(Point-per-instance localization data)
·····
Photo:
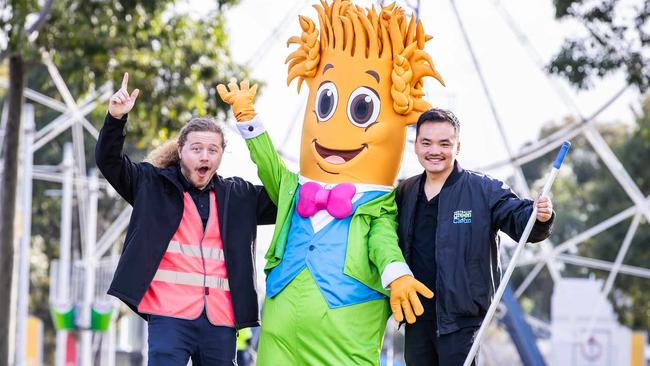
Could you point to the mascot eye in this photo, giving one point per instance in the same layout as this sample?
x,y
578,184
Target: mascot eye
x,y
326,100
363,107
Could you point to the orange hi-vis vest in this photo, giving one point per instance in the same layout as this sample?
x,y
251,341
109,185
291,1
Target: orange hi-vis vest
x,y
192,274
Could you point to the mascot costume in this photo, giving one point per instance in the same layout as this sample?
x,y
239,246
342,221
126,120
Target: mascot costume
x,y
334,255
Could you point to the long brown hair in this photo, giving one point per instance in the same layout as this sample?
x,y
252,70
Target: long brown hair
x,y
167,154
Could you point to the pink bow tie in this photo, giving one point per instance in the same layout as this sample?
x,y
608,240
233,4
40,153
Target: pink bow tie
x,y
337,201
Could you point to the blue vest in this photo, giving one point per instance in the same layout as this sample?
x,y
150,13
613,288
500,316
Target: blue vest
x,y
324,254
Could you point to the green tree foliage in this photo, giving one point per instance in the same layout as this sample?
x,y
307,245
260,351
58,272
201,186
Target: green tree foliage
x,y
617,38
175,60
585,194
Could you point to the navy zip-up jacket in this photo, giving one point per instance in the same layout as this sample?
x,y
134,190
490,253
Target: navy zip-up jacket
x,y
157,198
472,208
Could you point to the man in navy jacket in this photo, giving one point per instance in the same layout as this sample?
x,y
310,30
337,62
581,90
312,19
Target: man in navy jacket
x,y
448,223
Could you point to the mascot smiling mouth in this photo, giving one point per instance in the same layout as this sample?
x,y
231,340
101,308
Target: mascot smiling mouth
x,y
337,156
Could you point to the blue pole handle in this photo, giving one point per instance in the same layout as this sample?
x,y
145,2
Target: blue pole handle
x,y
560,155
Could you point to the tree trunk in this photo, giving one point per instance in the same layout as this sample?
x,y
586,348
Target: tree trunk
x,y
8,196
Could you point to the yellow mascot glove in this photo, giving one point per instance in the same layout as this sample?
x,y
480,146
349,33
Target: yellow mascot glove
x,y
240,99
404,299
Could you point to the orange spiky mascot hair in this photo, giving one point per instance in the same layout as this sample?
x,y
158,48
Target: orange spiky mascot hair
x,y
334,251
377,58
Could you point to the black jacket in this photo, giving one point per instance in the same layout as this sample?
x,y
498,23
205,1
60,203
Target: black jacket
x,y
472,208
157,199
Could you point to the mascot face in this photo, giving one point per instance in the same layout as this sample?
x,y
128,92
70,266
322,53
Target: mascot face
x,y
364,78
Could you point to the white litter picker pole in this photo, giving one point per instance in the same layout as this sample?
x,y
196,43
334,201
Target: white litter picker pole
x,y
513,260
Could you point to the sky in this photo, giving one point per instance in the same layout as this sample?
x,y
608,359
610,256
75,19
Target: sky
x,y
523,95
525,98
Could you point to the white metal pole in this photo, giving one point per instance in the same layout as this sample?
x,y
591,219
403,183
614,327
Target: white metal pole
x,y
89,261
63,274
513,260
22,307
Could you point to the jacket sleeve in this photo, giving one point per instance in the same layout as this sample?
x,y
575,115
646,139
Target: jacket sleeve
x,y
266,209
114,164
383,248
510,213
270,167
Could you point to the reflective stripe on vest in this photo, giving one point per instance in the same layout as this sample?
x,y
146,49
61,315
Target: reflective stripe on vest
x,y
195,251
192,279
192,274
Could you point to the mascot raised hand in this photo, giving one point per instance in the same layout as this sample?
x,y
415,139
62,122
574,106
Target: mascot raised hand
x,y
334,268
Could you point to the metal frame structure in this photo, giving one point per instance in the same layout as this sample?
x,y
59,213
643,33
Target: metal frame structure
x,y
73,176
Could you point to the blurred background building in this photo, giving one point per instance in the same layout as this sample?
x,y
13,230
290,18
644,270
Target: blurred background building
x,y
521,76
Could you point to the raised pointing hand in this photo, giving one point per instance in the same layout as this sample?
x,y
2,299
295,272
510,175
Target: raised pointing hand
x,y
121,102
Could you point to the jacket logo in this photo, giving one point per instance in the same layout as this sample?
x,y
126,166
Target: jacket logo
x,y
463,217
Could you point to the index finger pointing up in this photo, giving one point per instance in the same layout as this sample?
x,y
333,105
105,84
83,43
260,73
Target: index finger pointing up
x,y
125,80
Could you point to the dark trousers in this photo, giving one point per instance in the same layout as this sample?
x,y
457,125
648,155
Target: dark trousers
x,y
172,342
424,348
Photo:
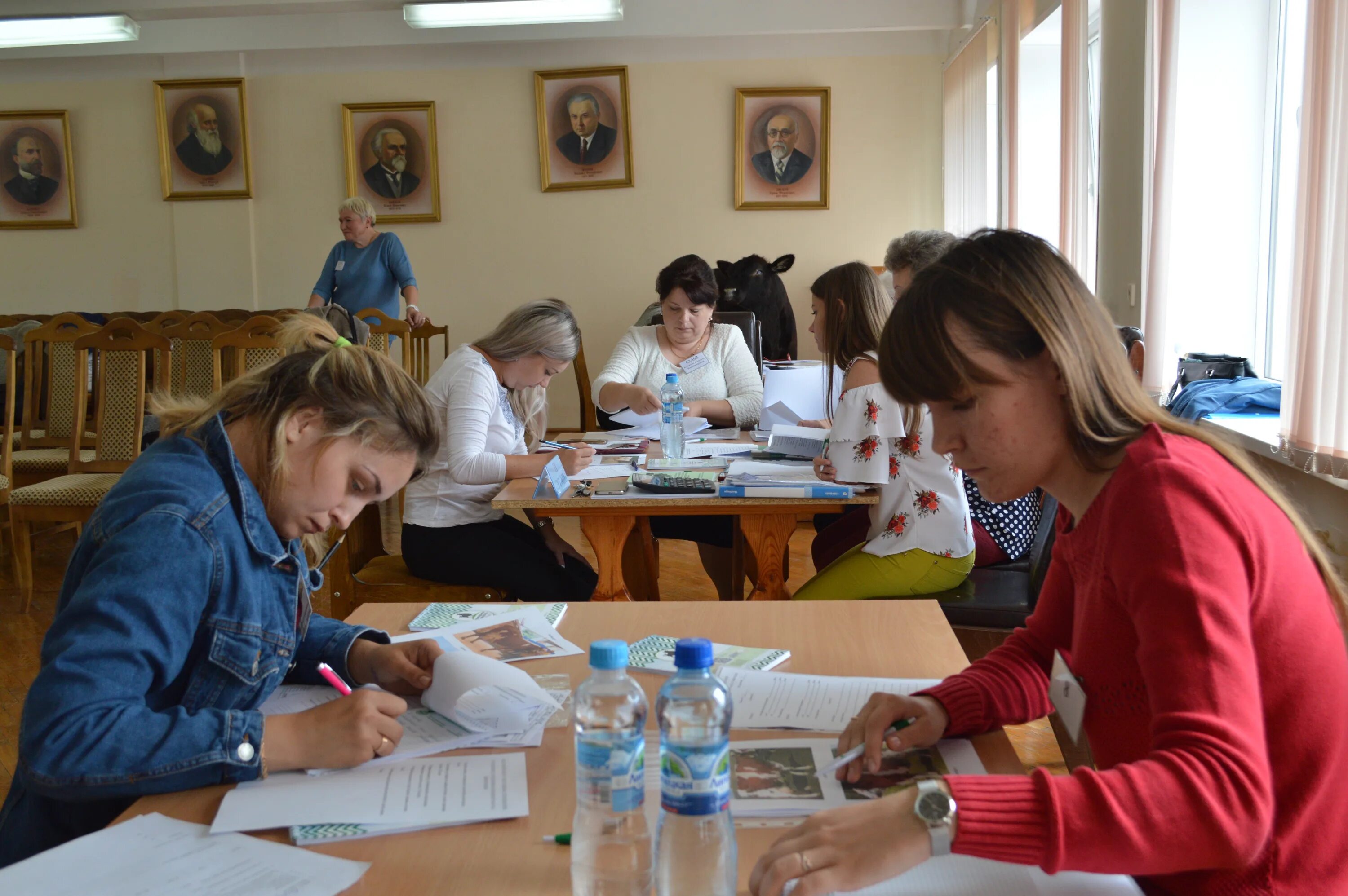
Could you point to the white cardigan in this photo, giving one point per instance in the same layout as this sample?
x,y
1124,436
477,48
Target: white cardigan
x,y
480,430
730,376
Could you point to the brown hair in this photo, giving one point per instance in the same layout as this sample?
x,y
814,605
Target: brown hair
x,y
359,393
1021,298
855,310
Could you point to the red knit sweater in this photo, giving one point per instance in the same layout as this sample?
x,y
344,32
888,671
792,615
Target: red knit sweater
x,y
1216,684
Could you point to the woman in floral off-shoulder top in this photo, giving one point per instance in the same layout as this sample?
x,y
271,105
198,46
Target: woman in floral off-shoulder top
x,y
920,539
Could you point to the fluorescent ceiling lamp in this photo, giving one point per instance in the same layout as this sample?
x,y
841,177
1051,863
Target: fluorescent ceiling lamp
x,y
44,33
484,13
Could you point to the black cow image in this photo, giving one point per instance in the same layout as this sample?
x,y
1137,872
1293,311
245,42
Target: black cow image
x,y
755,285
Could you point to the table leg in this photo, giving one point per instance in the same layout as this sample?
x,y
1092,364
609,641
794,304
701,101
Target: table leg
x,y
767,535
607,535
·····
Retype every record above word for word, leaving out any pictures.

| RESULT FOR THIS EXERCISE |
Photo:
Could you point to the mascot eye in this photo, giving one point per instance in the same layout as this sample?
x,y
578,184
Target: mascot eye
x,y
326,100
363,107
Could you point to the orange hi-vis vest in this photo, giving one point per instance in the same layout as this sample?
x,y
251,341
109,185
291,1
Target: orange hi-vis vest
x,y
192,274
Could you point to the mascot costume in this photo, giving one point per instance in the same layout as this sample?
x,y
239,246
342,221
126,120
Target: mascot costume
x,y
334,255
Could you point to the long brown hair in this photo, giving one point per instance in the same layout as this sample?
x,y
252,70
Target: long brown hair
x,y
167,154
Could you point to the pink bow tie in this photo, giving one point per instance in the same layout as this sample?
x,y
608,240
233,4
40,153
Target: pink bow tie
x,y
337,201
Could you point to the blue vest in this photo, giving one point per instance in the same layout as this sample?
x,y
150,13
613,288
500,316
Target: blue vest
x,y
324,254
Could you point to the green tree foliage in this photo, giving one point per instance in the same layout as this sample?
x,y
307,245
260,351
58,272
201,186
Target: green tree foliage
x,y
617,38
175,60
585,194
Could you point to the navy zip-up jacket in this photo, giving one point per instance in the same layout as this sample?
x,y
134,190
490,253
Target: navy zip-up jacket
x,y
157,198
472,208
Could you point to the man in navy jacket in this photo, giving one point per instance in the same layout as this sample?
x,y
310,30
337,62
581,90
312,19
Target: man in navy jacket
x,y
448,223
Could you point to the mascot smiling mouth in this photo, giving one point per instance in the same layout as this sample?
x,y
231,340
101,308
Target: mascot smiling mouth
x,y
337,156
Could you point to the blue pole handle in this photo, giving one point per instance in the same layout as this sample?
x,y
145,2
Target: blue pole handle
x,y
560,155
Could you point to the tree trunk in this photo, giving one point per instance in the same layout as this sample?
x,y
586,348
Target: tree trunk
x,y
8,196
Could you point to the yellow mascot glove in this photo, giving one point per instance in the same layout as this sample?
x,y
480,146
349,33
Target: yellow mascot glove
x,y
240,99
404,299
Could you point to the orange spiky mascot hair in this photo, giving one point per instance in the same layout as this sample?
x,y
158,48
Target: orange spiky mascot hair
x,y
334,251
377,58
Could you point to the black jacket in this photo, giving one point per instance in the same layout as this sample?
x,y
498,23
205,1
60,203
Target: black jacket
x,y
472,208
157,199
Could you point to the mascot face in this photo, giving one point per instance in the same layout as this sample?
x,y
128,92
70,266
322,53
Target: mascot face
x,y
364,78
Could you point to the white litter picker pole in this photo, giving one point per instance in the same layout as this sample?
x,y
196,43
334,201
Target: white litter picker pole
x,y
513,260
Could you point to the sky in this photo, giving one point per instance in the same layout as this sample?
x,y
608,359
610,256
75,19
Target: sky
x,y
523,95
525,98
Could you point to the white metal pole in this photo, giving one point per instance in the same layout as this sample?
x,y
591,219
403,183
614,327
Target: white metal pole
x,y
89,261
63,274
513,260
22,307
Could you point to the jacket sleeve in this photo, giving one point per instance in the same layout as this sample?
x,y
575,115
646,139
Target: jacket sleeve
x,y
266,209
114,164
383,248
510,213
270,167
Could you point to the reflective stripe on vest in this photo, giving one point per instance in the same layout as this sample?
x,y
146,49
61,315
Target: reflective stripe on vest
x,y
195,251
192,279
192,274
Could you point to the mascot raised hand in this photo, giving one point per instance in the same layout as this sample?
x,y
415,139
62,122
574,106
Target: mascot raised hand
x,y
334,268
Could you point to the metal frame structure in this photo, giving one point per instance in the same layout as this sample?
x,y
59,213
643,33
Target: metal frame structure
x,y
73,176
Could you point to the blurred background building in this photo, giving one point per instance in the same layout as this sample?
x,y
13,230
290,18
644,270
Target: blurred background building
x,y
521,76
Could you point to the raised pointing hand in this photo, giving one point per instance in the same layout as this sample?
x,y
2,299
295,272
510,175
Target: raised pointing hand
x,y
121,102
Could you point to the jacket logo in this photo, giving one point per instance in the same layout as this sample?
x,y
126,166
Target: jacket logo
x,y
463,217
Could you point to the index finger pointing up in this photo, giving one point per instance in the same layout as this sample?
x,y
333,105
105,84
83,43
260,73
Target: index finger pointing up
x,y
125,80
Could you point to the dark trousers in this photo, giving one point per instance in the same layout as this sample?
x,y
457,125
648,155
Target: dark trousers
x,y
172,342
424,348
Photo:
Could you point to the white cardigan in this photo, giving one point per instance in the same layout as this sample?
x,y
1124,436
477,48
Target: white cardigan
x,y
480,430
730,376
Could you point to the brown hair in this photo, giving one point per instance in the same layout as this sample?
x,y
814,605
Target: brown hair
x,y
359,393
1021,298
855,310
Could you point to the red knit sweater in this photo, giving one point per instance in the same layout as this sample?
x,y
344,32
888,671
792,615
Target: red knit sweater
x,y
1216,684
Could you point to the woman in floral off-shoulder top in this photo, giving one point per instance in the same layout as this sample?
x,y
271,105
198,46
Target: woman in floral off-shoulder top
x,y
920,539
Could you point to the fluorescent ceiling lamp in this photo, giving one point per instance in the same layout as this sample?
x,y
841,177
1051,863
Target: fluorescent ceiling lamp
x,y
44,33
484,13
Could you point to the black cow image in this photo, giving one point per instance in the same layout as this sample?
x,y
1137,872
1293,311
245,42
Target: black cow image
x,y
755,285
Could you point to the table leg in this photo, giving one point per instance in the same layout as this sample?
x,y
1092,364
609,641
794,304
701,101
Target: table leg
x,y
767,535
607,535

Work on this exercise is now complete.